*** Begin section ***
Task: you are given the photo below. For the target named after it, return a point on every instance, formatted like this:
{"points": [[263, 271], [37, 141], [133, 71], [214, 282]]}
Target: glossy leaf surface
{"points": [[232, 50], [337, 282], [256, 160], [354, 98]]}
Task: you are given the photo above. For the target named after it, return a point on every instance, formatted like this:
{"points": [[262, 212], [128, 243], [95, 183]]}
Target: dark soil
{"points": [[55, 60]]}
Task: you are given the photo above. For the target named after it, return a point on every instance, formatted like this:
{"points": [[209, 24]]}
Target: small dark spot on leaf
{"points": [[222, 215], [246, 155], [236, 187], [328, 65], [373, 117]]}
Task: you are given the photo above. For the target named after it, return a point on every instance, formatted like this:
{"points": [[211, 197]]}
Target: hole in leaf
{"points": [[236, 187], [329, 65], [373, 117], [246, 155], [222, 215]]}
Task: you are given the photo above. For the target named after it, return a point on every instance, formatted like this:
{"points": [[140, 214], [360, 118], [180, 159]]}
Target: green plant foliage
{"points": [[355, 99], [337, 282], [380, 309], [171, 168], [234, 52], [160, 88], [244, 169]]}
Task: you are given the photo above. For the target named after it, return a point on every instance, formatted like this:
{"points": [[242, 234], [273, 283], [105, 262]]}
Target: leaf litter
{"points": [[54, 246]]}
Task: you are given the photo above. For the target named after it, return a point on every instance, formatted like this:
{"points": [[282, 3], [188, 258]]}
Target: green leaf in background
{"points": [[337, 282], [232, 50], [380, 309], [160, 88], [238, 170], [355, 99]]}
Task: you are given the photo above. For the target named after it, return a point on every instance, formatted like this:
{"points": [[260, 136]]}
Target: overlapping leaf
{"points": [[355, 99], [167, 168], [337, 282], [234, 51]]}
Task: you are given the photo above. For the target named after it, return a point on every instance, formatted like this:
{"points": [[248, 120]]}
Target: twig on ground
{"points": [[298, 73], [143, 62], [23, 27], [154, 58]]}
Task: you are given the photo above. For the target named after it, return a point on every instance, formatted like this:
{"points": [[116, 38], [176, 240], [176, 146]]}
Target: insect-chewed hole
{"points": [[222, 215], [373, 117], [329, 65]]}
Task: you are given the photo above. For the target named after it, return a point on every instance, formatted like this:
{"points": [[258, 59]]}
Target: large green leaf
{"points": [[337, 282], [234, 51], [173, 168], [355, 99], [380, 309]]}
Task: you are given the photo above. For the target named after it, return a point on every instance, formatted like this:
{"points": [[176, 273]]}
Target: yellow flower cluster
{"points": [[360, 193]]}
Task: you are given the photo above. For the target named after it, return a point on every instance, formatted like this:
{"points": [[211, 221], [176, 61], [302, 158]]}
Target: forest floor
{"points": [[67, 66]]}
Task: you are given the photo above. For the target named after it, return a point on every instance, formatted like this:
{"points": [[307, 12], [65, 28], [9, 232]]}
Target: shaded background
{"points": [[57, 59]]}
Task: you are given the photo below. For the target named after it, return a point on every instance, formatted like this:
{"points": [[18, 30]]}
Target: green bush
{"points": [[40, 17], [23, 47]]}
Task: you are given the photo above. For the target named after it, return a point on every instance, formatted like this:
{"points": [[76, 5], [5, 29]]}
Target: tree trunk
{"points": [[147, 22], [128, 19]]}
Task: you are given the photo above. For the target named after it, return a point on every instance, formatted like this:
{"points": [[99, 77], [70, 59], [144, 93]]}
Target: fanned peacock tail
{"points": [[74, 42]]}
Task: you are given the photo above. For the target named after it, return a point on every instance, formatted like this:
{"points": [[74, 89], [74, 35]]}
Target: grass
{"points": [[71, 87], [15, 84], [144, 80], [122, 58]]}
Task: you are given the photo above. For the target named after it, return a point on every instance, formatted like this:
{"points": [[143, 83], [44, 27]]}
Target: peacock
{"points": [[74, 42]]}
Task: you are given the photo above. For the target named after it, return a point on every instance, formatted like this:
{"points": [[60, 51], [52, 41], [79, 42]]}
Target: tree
*** End section ***
**Task to carry out**
Restate the material above word for word, leaving nothing out.

**Task answer**
Task: you are given the photo below. For the target named after it, return a point on every instance, formatted like this:
{"points": [[263, 271], [37, 141], [133, 71], [214, 282]]}
Target: glossy leaf surface
{"points": [[232, 50], [337, 282], [256, 160], [354, 98]]}
Task: you are given the photo above. For the target named after it, return a point on every instance, formatted like this:
{"points": [[262, 212], [128, 243], [95, 183]]}
Target: dark soil
{"points": [[55, 60]]}
Task: you are given the photo above. For the target named after it, return a point on every instance, formatted like this:
{"points": [[209, 24]]}
Target: small dark spot on leaf
{"points": [[222, 215], [246, 155], [236, 187], [328, 65], [373, 117]]}
Task: you are given the photo above. For the target named after it, return a point on every instance, formatted like this:
{"points": [[211, 197]]}
Target: hole in leaf
{"points": [[236, 187], [329, 65], [373, 117], [246, 155], [222, 215]]}
Task: you are given the photo above. For the target named after it, return a point on every instance, formatted like this:
{"points": [[140, 214], [360, 118], [180, 159]]}
Target: green plant foliage
{"points": [[355, 99], [337, 282], [380, 309], [171, 168], [234, 52], [160, 88], [244, 169]]}
Task: you are given the photo above. For the target named after it, return a point on every instance, formatted like this:
{"points": [[242, 234], [273, 283], [105, 262]]}
Target: leaf litter
{"points": [[54, 246]]}
Task: you are given the photo above. For the target named after it, return a point on every instance, formatted like this:
{"points": [[282, 3], [188, 258]]}
Target: green leaf in background
{"points": [[337, 282], [232, 50], [380, 309], [160, 88], [238, 170], [355, 99]]}
Task: you are given the photo above. For the target named after it, return a point on every instance, formatted like this:
{"points": [[260, 136]]}
Target: overlapping leaf
{"points": [[355, 99], [167, 168], [337, 282], [234, 51]]}
Task: you are given the photo above. For the target named after it, return a point on every instance, formatted like this:
{"points": [[248, 120]]}
Target: twig on ground
{"points": [[298, 73], [143, 62], [23, 27], [154, 58]]}
Task: you are given the photo above. For the target named after it, return a point on every instance, formatted like this:
{"points": [[116, 38], [176, 240], [176, 146]]}
Target: insect-chewed hole
{"points": [[222, 215], [373, 117], [329, 65]]}
Task: you are given the photo above. For the target named after it, return a point on every instance, formatted like this:
{"points": [[258, 59]]}
Target: large green leaf
{"points": [[337, 282], [234, 51], [173, 168], [355, 99], [380, 309]]}
Task: you are given the photo above. For the target named after it, return a point on every instance, formatted like this:
{"points": [[176, 273]]}
Target: yellow flower cluster
{"points": [[360, 193]]}
Task: you are given the photo above. For the target named after it, return a point on every instance, formatted like this:
{"points": [[211, 221], [176, 61], [302, 158]]}
Target: forest floor
{"points": [[67, 66]]}
Task: you are given the photo above. For the target named after it, return a point on every instance, formatted like this:
{"points": [[307, 12], [65, 28], [9, 232]]}
Target: shaded background
{"points": [[57, 59]]}
Task: you are given the photo below. For the target named after it, return a point on every instance, formatted like this:
{"points": [[18, 30]]}
Target: green bush
{"points": [[40, 17], [23, 47]]}
Task: you are given the photo above. For the target named after it, return a point on every instance, formatted like this:
{"points": [[76, 5], [5, 29]]}
Target: tree trunk
{"points": [[147, 22], [128, 19]]}
Task: you are given the photo above. For the target named after it, return a point on every instance, formatted like this:
{"points": [[99, 77], [70, 59], [144, 93]]}
Target: fanned peacock tail
{"points": [[74, 42]]}
Task: you are given the photo above. For the target named after it, return a point on every instance, formatted like this:
{"points": [[74, 89], [74, 35]]}
Target: grass
{"points": [[71, 87], [15, 84], [144, 80], [122, 58]]}
Task: you are given the photo above. For the target named after it, return a point on every instance, formatted like this:
{"points": [[143, 83], [44, 27]]}
Target: peacock
{"points": [[74, 42]]}
Task: you are given the photo above. For the target named after it, return a point on every instance, formatted like this:
{"points": [[60, 51], [52, 41], [79, 42]]}
Target: tree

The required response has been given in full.